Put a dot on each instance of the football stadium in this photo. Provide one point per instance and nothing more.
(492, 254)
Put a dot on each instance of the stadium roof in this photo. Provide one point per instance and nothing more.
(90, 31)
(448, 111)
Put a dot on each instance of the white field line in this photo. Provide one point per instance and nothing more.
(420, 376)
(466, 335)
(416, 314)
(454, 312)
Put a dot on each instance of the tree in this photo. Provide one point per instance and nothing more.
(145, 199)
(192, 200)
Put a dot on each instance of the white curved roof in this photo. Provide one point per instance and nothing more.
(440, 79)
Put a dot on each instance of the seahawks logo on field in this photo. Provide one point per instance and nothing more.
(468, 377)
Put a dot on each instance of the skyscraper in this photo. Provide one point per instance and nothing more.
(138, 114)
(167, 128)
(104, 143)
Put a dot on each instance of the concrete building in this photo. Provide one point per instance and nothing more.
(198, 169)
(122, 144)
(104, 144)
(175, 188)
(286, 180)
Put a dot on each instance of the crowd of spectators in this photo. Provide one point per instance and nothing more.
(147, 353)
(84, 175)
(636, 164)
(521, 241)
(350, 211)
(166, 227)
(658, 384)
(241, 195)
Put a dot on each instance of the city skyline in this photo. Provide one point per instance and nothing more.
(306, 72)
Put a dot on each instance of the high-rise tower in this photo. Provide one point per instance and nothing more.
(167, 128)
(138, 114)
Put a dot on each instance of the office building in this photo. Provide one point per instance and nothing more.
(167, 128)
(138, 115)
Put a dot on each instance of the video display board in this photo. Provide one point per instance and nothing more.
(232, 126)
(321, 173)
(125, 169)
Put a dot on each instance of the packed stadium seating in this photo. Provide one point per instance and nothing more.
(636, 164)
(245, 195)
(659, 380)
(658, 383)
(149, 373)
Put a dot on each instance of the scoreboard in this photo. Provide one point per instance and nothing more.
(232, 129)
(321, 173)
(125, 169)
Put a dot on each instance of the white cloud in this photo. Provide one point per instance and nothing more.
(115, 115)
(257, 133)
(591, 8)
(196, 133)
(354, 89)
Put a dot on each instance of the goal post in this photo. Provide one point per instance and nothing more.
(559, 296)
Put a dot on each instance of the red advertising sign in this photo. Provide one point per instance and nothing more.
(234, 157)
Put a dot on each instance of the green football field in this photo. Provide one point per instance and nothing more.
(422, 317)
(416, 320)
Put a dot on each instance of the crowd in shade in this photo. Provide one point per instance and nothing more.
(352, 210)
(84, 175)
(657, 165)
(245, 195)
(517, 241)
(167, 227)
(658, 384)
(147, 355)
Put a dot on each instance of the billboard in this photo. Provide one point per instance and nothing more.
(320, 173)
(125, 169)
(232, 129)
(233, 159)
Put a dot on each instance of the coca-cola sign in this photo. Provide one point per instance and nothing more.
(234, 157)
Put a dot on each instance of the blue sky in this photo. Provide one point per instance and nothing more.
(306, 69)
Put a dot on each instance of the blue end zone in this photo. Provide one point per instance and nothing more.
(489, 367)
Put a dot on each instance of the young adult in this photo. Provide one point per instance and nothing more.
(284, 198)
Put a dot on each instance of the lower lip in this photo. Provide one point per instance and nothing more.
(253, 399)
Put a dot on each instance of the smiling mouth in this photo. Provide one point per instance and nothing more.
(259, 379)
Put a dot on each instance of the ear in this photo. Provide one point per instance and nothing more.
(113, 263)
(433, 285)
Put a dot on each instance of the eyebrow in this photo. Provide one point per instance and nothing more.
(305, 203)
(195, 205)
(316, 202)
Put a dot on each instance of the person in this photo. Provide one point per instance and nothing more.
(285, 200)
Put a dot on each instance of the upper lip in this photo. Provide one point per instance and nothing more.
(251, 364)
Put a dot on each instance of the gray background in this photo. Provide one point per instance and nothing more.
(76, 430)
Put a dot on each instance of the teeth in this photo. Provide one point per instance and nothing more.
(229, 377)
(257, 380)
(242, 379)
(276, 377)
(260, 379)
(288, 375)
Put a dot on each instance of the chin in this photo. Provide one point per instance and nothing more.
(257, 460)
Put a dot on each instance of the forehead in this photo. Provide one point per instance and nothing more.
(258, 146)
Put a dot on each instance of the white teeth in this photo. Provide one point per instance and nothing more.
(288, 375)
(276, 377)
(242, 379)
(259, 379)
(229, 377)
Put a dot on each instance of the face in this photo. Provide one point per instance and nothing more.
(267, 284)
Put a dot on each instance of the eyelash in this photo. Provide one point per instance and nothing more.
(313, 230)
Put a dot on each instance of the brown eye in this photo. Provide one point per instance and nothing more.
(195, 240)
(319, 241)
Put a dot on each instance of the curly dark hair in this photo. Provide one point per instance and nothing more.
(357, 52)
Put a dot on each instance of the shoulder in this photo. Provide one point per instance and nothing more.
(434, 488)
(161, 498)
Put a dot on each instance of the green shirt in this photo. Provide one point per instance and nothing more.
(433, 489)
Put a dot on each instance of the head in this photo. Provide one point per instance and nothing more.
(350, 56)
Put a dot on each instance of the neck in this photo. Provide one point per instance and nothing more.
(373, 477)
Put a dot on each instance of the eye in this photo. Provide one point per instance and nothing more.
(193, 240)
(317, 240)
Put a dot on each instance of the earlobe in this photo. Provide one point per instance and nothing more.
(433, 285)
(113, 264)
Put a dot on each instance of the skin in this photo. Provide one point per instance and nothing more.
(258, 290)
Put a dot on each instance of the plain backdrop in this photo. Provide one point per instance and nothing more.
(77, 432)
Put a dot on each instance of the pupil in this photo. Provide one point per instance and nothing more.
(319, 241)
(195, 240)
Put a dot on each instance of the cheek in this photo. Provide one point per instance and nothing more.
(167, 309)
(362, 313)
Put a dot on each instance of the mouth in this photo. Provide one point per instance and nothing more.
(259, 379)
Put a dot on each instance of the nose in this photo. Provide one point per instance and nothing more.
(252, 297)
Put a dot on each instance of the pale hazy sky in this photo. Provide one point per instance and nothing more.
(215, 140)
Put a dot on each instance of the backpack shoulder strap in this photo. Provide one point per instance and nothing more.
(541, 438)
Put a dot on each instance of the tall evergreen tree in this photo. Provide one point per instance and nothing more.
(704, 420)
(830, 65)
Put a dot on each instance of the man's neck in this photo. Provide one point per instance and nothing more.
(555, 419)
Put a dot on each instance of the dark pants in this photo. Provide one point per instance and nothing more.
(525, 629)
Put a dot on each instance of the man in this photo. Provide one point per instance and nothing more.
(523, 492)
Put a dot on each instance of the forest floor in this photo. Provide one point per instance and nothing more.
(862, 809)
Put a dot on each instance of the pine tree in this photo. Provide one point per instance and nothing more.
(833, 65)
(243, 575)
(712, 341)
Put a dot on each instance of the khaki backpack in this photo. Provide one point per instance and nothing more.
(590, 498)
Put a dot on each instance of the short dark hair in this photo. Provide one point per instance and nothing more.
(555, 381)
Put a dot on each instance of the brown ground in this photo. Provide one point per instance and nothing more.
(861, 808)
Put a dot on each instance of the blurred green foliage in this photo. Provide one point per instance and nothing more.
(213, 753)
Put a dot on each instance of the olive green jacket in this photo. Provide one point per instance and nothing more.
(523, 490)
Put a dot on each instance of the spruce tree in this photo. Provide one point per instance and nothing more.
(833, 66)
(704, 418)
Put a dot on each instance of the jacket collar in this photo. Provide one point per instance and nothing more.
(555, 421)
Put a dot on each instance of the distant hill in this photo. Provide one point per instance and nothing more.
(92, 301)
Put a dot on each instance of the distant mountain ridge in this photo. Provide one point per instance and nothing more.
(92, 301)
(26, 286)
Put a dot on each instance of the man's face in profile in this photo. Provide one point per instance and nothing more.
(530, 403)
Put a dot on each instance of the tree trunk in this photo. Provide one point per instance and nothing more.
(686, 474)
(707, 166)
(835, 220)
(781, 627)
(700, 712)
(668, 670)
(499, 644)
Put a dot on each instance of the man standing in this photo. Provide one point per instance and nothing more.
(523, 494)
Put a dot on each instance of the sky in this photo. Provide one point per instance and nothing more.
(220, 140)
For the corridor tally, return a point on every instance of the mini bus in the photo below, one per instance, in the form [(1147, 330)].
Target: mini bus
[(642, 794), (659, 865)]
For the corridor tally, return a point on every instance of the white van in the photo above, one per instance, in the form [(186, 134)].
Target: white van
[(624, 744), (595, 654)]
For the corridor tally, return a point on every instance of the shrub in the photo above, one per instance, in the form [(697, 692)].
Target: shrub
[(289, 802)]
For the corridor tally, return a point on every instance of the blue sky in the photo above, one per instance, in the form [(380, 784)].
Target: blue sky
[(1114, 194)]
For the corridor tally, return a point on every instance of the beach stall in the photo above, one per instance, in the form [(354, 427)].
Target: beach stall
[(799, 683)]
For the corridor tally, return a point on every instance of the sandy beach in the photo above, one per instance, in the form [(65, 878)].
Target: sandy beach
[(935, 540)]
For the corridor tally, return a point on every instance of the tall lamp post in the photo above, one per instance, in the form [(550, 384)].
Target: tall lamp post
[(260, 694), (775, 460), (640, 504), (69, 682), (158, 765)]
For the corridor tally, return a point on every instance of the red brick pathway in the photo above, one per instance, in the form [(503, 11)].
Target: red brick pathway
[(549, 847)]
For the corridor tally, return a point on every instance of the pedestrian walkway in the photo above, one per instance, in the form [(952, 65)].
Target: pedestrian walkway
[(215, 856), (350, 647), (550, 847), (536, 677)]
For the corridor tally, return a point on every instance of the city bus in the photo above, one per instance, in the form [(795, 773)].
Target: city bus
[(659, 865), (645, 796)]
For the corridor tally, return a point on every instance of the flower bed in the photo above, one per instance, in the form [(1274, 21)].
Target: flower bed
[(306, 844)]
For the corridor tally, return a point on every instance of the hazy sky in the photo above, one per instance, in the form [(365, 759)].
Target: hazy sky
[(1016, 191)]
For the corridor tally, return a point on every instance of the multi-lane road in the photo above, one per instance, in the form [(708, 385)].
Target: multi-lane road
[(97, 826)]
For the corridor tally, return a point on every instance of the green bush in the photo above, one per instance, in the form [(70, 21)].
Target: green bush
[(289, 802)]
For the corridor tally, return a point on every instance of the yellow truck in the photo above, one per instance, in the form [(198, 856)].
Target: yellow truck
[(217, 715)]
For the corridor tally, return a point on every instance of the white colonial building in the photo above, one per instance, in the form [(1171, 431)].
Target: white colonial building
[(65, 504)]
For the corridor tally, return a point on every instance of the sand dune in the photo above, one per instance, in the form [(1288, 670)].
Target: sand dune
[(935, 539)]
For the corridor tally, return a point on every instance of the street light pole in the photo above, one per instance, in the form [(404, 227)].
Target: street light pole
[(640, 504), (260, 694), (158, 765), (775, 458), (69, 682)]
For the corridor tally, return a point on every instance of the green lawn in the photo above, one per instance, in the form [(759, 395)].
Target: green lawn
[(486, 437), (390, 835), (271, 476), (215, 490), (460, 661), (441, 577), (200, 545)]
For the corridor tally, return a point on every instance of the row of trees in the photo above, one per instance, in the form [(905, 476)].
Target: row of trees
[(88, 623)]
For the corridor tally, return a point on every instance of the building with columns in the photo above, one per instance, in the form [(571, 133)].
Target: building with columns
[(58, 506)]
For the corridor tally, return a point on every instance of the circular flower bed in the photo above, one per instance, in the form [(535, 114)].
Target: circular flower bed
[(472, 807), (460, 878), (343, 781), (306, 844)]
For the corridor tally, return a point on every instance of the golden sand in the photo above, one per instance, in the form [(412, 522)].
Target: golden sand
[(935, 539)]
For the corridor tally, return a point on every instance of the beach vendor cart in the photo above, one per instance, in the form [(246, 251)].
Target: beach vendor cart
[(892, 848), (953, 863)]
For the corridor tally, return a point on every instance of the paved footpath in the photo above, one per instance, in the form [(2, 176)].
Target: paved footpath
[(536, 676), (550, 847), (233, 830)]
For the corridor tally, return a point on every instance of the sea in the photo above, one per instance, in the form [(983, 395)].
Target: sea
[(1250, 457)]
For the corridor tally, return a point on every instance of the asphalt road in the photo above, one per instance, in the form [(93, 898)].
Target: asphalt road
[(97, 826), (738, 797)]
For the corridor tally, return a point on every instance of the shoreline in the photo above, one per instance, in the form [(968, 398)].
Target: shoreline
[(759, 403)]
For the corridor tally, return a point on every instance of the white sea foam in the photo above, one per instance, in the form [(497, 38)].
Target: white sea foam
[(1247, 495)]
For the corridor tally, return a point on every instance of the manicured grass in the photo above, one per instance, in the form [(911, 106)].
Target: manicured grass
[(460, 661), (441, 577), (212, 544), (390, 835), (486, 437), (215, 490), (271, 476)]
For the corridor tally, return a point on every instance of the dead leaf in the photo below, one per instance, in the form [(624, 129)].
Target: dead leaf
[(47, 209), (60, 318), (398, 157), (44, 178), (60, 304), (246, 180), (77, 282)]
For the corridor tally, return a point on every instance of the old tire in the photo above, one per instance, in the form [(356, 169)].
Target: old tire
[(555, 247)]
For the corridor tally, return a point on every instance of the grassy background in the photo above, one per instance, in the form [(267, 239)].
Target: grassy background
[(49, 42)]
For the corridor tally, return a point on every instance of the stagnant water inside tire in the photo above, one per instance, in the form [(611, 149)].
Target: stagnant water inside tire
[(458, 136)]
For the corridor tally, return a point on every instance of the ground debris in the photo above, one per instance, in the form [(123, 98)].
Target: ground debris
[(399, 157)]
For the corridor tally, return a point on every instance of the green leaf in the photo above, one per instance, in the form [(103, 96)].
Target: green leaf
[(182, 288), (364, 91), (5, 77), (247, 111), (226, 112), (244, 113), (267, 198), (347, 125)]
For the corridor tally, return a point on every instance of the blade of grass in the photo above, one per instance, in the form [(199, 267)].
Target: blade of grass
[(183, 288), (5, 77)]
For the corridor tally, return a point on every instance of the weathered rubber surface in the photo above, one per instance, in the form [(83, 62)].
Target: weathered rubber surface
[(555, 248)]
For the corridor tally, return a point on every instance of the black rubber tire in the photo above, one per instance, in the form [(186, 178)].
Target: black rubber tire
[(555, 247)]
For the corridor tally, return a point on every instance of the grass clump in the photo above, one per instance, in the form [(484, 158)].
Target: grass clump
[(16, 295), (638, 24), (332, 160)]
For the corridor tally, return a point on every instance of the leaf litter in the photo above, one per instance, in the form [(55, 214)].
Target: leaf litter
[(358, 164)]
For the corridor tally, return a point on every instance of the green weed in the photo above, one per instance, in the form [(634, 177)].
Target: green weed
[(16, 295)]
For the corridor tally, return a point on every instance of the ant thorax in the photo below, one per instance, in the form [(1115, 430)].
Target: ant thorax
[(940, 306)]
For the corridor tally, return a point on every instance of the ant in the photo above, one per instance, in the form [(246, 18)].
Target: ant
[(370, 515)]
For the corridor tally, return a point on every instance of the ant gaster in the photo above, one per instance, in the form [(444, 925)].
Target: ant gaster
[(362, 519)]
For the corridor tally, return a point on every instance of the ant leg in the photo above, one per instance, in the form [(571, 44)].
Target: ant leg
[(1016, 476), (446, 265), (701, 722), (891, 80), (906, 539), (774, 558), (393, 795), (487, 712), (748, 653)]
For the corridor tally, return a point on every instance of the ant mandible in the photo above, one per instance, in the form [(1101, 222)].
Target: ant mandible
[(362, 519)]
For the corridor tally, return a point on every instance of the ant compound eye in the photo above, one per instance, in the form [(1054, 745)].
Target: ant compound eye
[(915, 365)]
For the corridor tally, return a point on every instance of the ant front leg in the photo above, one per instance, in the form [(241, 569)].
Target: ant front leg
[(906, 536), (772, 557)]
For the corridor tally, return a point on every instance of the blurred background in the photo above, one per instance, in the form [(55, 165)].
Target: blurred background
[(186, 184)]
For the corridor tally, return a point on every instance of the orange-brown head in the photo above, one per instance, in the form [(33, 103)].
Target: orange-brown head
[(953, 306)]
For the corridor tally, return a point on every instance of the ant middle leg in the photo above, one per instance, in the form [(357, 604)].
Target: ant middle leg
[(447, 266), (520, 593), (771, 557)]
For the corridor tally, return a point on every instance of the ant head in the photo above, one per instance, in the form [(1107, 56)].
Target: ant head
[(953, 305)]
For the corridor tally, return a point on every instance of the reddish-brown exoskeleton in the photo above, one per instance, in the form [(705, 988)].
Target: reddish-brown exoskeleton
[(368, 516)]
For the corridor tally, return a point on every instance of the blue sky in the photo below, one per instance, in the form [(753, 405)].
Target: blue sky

———

## What this task involves
In the entries above, find lines with "below" and copy each.

## Solved exercise
For the corridor tally, return a point on every instance of the mini bus in the photo below, one per instance, in the form [(1147, 330)].
For the corridor tally, return a point on every instance of the dead leaf in the photo below, one per instance, in the form [(624, 129)].
For the corridor tally, return a point on every instance of the ant thorax in the photo below, one per instance, in the form [(1115, 430)].
For the corridor tally, return a point on every instance of the blue sky in the photo below, one per instance, in the form [(753, 405)].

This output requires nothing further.